YOUR OBJECTIVE:
Give back, character for character, the line that includes "mirror is in the scene." and all lines beneath it in the data.

+ + + + + + +

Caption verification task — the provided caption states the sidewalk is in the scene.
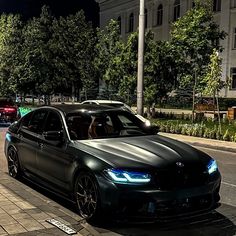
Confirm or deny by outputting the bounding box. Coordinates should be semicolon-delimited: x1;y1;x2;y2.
160;132;236;153
0;171;118;236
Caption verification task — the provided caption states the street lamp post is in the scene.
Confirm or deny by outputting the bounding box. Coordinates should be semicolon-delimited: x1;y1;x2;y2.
137;0;145;115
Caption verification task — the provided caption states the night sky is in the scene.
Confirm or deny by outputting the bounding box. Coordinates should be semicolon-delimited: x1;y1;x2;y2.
0;0;99;26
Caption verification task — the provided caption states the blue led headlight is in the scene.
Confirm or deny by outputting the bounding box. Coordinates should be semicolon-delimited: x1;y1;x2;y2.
207;159;218;175
107;169;151;184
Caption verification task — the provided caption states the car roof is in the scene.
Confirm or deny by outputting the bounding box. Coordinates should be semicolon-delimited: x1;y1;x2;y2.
44;104;121;115
82;100;124;105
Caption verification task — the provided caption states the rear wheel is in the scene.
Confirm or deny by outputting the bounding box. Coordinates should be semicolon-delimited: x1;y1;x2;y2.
7;147;21;179
74;172;101;222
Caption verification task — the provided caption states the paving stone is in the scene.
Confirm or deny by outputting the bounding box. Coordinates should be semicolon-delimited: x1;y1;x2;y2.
59;215;80;225
0;213;17;225
17;218;45;231
15;201;36;210
11;212;32;220
2;223;27;234
79;228;90;236
0;226;7;235
39;221;55;229
30;212;51;221
1;203;21;214
81;223;101;236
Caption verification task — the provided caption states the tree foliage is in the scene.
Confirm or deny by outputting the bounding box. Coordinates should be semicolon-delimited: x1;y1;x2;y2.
0;6;97;103
0;14;23;96
170;0;226;120
94;20;125;98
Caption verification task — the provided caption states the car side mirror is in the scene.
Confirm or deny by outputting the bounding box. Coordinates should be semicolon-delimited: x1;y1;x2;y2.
43;131;64;142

+ + + + + + +

ANSWER TO THE PROBLEM:
Caption verification task — the provided caption states the car side mirror is in the scene.
Confirm or deny by outputting the bounding box. Coordinates should be semicolon-delimited: x1;y1;x2;y2.
43;131;64;142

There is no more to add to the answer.